WHAT IS REQUIRED =
Copy out every line of the records below, requests included, but multiply each x and y coordinate in the answers by 0.2 and round it to a whole number, with halves rounded up. Leave the pictures out.

INPUT MATERIAL =
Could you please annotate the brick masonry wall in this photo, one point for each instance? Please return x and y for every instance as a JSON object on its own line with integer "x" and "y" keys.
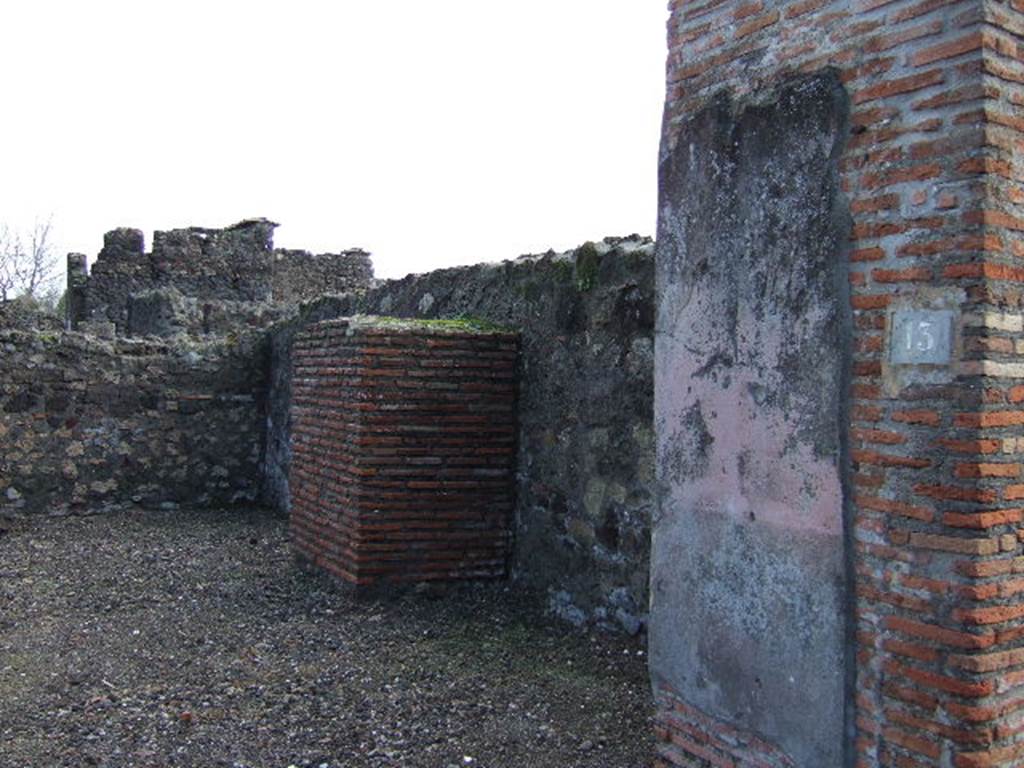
{"x": 586, "y": 452}
{"x": 932, "y": 170}
{"x": 403, "y": 451}
{"x": 87, "y": 424}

COMPLETE ANSWER =
Could you please annotate the brick masonry wall in this photo, one point for each instance? Please return x and y for every instance as a JSON object on its own line with integer "x" and "y" keys.
{"x": 117, "y": 90}
{"x": 186, "y": 34}
{"x": 81, "y": 90}
{"x": 17, "y": 85}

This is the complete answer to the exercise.